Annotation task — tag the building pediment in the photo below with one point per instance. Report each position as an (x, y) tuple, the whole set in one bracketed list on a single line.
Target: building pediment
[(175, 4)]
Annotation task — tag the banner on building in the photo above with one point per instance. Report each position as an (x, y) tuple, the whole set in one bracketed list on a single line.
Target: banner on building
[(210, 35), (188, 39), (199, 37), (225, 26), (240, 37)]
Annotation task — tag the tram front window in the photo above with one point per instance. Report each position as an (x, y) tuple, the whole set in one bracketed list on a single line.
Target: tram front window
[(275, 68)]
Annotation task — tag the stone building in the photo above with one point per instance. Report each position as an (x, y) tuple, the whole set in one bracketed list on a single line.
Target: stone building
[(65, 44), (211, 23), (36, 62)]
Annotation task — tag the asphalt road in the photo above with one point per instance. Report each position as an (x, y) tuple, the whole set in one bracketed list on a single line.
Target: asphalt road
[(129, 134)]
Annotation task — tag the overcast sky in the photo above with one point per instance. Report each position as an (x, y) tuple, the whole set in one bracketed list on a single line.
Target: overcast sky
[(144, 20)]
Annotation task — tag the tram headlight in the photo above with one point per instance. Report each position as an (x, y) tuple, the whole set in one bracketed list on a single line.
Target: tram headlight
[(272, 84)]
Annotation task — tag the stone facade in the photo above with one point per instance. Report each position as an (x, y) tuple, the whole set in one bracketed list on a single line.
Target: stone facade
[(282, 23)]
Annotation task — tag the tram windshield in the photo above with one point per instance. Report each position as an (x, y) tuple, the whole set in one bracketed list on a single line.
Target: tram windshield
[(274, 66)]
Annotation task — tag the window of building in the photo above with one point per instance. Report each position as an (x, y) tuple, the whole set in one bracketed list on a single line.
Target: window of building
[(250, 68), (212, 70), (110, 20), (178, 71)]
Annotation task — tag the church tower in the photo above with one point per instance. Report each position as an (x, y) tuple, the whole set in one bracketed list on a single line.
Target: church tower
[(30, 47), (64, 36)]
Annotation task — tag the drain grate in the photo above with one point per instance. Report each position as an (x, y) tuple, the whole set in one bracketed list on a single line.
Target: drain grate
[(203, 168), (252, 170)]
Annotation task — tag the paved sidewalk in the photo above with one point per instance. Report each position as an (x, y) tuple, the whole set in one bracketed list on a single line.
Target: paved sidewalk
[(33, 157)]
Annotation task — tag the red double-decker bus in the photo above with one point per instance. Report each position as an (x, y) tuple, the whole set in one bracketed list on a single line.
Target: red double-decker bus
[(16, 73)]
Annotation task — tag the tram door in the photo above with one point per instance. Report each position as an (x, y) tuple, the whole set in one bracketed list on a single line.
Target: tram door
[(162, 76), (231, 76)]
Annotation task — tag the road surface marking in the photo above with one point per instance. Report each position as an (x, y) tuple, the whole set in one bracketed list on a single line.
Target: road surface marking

:: WHAT IS EXPECTED ::
Write out the material from the first line to the last, exactly.

:: CORRECT RESPONSE ::
Annotation task — tag the building pediment in the photo below with one point per instance. Report each position as an (x, y) tuple, the whole set in one bracketed list on a single line.
Target: building pediment
[(175, 4)]
Annotation task — tag the banner on building in the photo above with one point per instance. Report each position as an (x, y) tuple, the whole set in one bracketed list on a single line.
Target: banner on building
[(210, 35), (188, 39), (199, 37), (225, 26), (240, 37)]
Annotation task — tag the tram front window in the photo above with one point per instance. Report each position as an (x, y) tuple, the whole set in one bracketed list on a single line.
Target: tram front window
[(275, 68)]
Annotation task — tag the stone building in the photo above with one point per instance. Report each position as an (x, y) tuple, the whole set in one bracketed list on a single line.
Target: stone building
[(65, 44), (211, 23), (36, 62)]
Annotation task — tag the asphalt road in the photo above with one point per instance. Report each position as an (x, y) tuple, the whole set in one bracketed list on a single line.
Target: asphalt road
[(129, 134)]
Annotation task — tag the overcast sky in the photo above with one point per instance. Report each position as an (x, y) tuple, the whole set in one bracketed list on a single line.
Target: overcast sky
[(144, 20)]
Annotation task — tag the tram headlight in the photo above with one point per instance. Report each position as an (x, y) tuple, the whole set in one bracketed list on a single line.
Target: tram headlight
[(272, 84)]
Annotation task — tag the stone facade in the photo above with one point per instance. Report each position as an (x, y) tuple, the whole set in one bracketed list on a single line.
Target: stone facade
[(282, 23)]
Annotation task — tag the tram windshield in the photo above with one point per instance. Report each position as an (x, y) tuple, the whole set in one bracketed list on a single line.
Target: tram windshield
[(274, 66)]
Annotation task — tag the window of building in the photo above with one point per instance. Report each position as an (x, y) tuple, the whole set in one bracketed list on a single line.
Target: window of building
[(250, 68), (212, 70), (110, 20), (178, 71)]
Annotation task — tag the church tower in the photo above with one point per instance. Report each position as an (x, y) tuple, the whole set in one bracketed list on a single line.
Target: church tower
[(30, 47), (64, 36)]
Annotation task — tag the drain grate in the photo above with one point per instance. Report each position as an (x, y) tuple, the whole set in one bracketed list on a single line.
Target: drain grate
[(203, 168), (252, 170)]
Annotation task — tag the paved sidewalk in the photo above with one point per instance. Report each position as an (x, y) tuple, the whole set in one bracketed list on a single line.
Target: paved sidewalk
[(33, 157)]
Annotation task — tag the red double-decker bus in the photo above with one point per instance. Report each position as an (x, y) tuple, the whole set in one bracketed list on a single line.
Target: red double-decker bus
[(16, 73)]
Annotation task — tag the tram door in the photo above with one point per instance. Report each position as an (x, y) tuple, the whole set in one bracketed list on a single line.
Target: tram door
[(162, 76), (231, 76)]
Annotation task — tag the road surface marking in the photo above with one point per instance. Report each position as an (x, y) tuple, the whole set in one bracketed list on a single line.
Target: road surface marking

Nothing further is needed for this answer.